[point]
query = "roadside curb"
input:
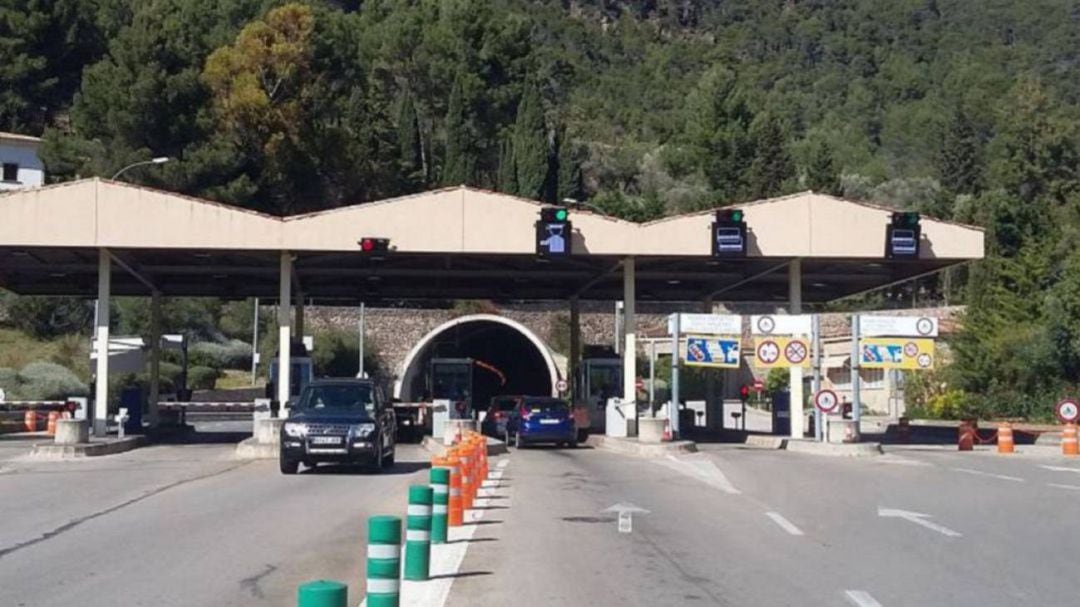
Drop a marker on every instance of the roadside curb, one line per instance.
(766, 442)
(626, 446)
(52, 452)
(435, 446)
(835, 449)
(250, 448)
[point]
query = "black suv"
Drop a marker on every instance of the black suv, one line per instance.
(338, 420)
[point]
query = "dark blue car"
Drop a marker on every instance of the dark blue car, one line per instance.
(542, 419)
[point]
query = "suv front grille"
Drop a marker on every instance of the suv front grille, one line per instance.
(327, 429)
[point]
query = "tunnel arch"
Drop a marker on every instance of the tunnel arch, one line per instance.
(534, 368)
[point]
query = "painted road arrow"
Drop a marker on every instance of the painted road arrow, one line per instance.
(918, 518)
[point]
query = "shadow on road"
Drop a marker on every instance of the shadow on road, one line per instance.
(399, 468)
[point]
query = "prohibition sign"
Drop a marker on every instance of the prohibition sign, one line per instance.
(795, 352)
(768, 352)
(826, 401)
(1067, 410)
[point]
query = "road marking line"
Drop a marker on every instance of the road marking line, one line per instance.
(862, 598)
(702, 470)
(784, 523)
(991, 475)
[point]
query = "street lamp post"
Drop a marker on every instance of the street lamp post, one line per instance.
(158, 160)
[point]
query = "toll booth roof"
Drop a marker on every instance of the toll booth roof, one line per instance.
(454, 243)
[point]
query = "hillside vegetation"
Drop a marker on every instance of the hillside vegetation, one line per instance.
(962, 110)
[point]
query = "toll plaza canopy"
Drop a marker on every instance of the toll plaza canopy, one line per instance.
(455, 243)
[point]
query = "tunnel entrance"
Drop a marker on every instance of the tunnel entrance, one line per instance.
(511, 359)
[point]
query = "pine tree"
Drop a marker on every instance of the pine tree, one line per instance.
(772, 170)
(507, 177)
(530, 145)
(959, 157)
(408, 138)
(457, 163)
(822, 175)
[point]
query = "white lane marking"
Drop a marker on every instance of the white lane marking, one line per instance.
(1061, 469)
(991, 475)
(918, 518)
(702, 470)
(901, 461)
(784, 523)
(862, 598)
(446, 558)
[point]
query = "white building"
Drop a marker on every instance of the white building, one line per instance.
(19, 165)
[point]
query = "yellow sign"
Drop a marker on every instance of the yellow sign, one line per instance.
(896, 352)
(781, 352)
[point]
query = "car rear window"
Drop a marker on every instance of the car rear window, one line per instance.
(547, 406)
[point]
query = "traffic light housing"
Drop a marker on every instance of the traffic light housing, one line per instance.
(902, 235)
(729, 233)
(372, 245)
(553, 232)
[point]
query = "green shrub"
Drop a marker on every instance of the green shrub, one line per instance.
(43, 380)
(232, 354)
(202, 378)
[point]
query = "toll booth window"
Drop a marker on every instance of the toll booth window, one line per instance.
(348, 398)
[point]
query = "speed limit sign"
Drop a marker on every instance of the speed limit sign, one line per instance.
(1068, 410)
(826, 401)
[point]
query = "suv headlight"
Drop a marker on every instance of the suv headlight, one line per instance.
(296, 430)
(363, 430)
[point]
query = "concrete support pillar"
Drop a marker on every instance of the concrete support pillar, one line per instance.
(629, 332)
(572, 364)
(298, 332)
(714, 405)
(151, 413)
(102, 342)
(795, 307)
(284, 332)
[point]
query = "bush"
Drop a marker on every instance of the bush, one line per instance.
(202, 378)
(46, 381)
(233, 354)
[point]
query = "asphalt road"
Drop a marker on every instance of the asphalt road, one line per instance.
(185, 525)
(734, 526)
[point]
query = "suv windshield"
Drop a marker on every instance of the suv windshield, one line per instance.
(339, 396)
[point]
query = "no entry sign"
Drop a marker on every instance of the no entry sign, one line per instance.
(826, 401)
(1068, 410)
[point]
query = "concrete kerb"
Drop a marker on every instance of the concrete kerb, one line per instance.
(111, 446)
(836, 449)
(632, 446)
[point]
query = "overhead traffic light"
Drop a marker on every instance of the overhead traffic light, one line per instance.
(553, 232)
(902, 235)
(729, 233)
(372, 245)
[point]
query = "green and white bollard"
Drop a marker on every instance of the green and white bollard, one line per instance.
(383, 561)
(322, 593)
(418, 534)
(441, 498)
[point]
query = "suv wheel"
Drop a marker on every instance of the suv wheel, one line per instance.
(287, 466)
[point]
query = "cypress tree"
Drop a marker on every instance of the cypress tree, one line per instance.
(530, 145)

------------------------------------------------

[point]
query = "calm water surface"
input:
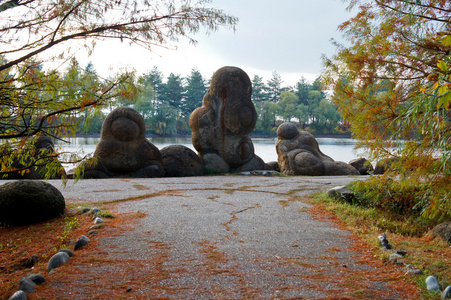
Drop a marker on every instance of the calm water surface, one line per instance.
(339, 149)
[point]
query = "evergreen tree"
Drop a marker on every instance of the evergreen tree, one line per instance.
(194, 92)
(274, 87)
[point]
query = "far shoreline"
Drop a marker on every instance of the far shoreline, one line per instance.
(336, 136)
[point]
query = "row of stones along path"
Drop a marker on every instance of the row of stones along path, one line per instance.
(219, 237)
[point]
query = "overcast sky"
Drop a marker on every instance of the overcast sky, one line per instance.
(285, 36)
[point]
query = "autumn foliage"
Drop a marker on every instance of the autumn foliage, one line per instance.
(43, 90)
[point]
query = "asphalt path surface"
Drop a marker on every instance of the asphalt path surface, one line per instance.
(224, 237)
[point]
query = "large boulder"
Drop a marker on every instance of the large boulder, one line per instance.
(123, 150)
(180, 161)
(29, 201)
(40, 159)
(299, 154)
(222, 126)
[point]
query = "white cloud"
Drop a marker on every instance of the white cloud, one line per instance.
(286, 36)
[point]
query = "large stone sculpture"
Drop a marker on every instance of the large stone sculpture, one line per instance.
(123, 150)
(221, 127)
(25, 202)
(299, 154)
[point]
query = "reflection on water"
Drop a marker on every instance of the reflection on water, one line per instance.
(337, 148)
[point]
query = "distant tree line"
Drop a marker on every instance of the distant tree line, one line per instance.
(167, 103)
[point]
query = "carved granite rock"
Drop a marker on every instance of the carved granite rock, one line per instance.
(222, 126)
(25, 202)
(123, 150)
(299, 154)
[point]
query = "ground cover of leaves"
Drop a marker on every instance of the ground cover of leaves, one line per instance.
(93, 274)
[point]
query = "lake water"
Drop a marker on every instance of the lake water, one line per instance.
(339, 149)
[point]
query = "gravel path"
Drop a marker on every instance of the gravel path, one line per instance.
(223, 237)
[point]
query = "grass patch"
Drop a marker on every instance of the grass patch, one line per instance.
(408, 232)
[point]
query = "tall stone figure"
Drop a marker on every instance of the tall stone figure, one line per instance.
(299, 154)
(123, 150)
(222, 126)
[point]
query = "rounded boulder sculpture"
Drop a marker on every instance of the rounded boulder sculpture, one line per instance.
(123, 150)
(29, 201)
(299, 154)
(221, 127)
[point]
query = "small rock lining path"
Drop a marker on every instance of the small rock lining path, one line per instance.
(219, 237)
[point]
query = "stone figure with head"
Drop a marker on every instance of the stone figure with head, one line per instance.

------------------------------------------------

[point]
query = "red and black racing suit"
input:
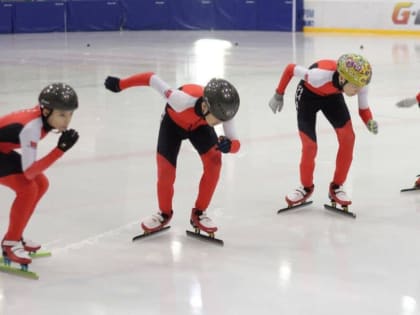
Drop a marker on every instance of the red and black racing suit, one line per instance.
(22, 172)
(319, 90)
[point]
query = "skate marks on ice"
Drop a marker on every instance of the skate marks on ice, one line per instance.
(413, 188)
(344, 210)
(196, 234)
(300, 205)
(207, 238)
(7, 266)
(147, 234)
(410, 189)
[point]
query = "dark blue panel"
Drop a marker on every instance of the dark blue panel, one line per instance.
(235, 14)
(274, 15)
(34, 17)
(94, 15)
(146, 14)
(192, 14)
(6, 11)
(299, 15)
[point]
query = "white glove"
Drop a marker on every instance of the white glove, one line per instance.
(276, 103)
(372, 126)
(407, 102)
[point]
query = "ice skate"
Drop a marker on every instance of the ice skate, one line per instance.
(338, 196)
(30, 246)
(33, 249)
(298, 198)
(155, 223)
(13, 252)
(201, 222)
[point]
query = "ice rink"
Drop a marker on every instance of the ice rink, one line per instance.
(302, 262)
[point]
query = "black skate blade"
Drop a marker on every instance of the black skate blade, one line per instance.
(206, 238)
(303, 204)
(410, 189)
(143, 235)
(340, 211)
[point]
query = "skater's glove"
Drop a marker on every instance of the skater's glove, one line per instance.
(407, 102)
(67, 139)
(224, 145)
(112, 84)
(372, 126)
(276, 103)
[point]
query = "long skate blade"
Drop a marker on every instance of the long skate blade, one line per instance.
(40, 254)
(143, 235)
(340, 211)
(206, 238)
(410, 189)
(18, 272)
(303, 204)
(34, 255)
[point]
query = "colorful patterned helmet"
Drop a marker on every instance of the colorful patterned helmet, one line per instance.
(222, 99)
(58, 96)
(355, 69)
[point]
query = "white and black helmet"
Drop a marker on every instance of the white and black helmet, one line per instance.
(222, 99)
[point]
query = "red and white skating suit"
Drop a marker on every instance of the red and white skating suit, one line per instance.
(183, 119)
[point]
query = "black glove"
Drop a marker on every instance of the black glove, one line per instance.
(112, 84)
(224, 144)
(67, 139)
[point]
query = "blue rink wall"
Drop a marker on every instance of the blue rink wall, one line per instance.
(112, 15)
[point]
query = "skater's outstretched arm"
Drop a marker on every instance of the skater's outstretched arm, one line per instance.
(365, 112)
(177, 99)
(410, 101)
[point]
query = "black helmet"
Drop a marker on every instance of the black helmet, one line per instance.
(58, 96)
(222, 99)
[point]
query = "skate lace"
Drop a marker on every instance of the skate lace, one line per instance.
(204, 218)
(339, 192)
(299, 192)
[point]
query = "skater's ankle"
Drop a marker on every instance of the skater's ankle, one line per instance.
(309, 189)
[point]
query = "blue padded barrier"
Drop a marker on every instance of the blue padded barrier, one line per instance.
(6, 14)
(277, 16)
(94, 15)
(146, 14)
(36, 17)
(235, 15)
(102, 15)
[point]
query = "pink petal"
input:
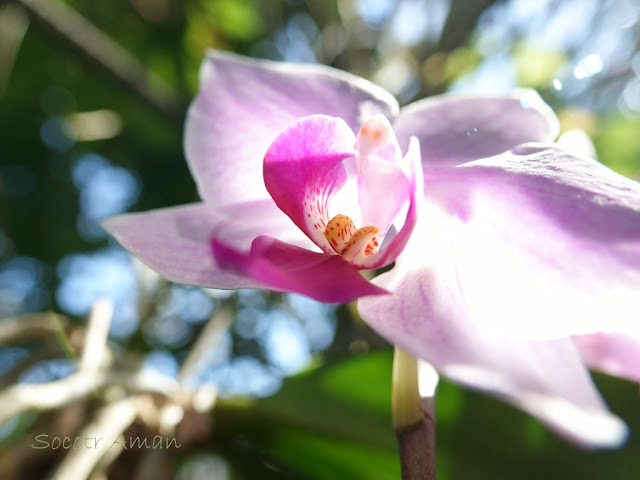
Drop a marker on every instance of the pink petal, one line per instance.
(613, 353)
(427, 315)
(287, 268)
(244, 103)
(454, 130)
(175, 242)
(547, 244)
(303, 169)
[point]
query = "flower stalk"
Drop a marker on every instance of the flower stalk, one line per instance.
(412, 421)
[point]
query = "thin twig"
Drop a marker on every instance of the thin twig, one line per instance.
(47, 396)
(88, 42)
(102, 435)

------------------------------------------------

Find every line in the items above that contains the string "rock", and copy each of those lines in full.

query = "carved granite rock"
Drop a marker on every instance of the carved granite rock, one line per instance.
query = "small rock lining path"
Drop a marker on every instance of the small rock lining path, one line per instance.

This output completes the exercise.